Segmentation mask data

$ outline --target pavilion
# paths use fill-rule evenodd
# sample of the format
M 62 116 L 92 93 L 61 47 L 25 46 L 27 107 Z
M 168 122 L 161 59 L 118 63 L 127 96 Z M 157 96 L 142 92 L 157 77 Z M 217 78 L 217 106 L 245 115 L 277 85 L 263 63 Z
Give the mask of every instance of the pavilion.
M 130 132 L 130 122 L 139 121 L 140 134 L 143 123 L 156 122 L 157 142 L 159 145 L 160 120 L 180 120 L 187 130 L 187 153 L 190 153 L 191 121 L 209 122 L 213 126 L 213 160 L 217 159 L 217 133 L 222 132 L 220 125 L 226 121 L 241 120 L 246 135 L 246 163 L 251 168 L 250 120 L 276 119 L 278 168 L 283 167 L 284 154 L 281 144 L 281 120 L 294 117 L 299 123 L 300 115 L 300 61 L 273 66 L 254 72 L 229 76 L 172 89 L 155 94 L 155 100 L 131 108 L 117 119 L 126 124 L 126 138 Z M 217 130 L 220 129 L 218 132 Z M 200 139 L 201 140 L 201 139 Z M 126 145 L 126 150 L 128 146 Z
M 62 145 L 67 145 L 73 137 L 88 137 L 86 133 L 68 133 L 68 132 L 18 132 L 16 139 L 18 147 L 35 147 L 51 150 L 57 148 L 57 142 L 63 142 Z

• [TASK DESCRIPTION]: Each of the entries must be written out again exactly.

• [ANSWER SPACE]:
$ outline --target pavilion
# paths use fill-rule evenodd
# sample of the format
M 62 116 L 92 93 L 61 47 L 25 46 L 27 107 Z
M 168 122 L 161 59 L 118 63 L 127 96 Z M 157 96 L 142 92 L 157 77 Z M 217 78 L 217 106 L 245 115 L 277 85 L 263 63 Z
Give the mask of every instance of the pavilion.
M 130 132 L 130 122 L 139 121 L 140 134 L 143 123 L 156 122 L 157 142 L 159 145 L 160 120 L 180 120 L 187 130 L 187 153 L 190 153 L 191 121 L 209 122 L 213 126 L 213 160 L 217 159 L 217 133 L 222 132 L 220 125 L 226 121 L 241 120 L 246 135 L 246 163 L 251 168 L 250 120 L 276 119 L 278 168 L 283 167 L 284 154 L 281 144 L 281 120 L 294 117 L 299 123 L 300 115 L 300 61 L 273 66 L 254 72 L 229 76 L 172 89 L 155 94 L 155 100 L 131 108 L 117 119 L 126 124 L 126 138 Z M 217 130 L 220 129 L 218 132 Z M 200 139 L 201 140 L 201 139 Z M 126 145 L 126 150 L 128 146 Z
M 62 145 L 67 145 L 73 137 L 88 137 L 86 133 L 68 133 L 68 132 L 18 132 L 16 139 L 18 147 L 35 147 L 51 150 L 57 148 L 57 142 L 63 142 Z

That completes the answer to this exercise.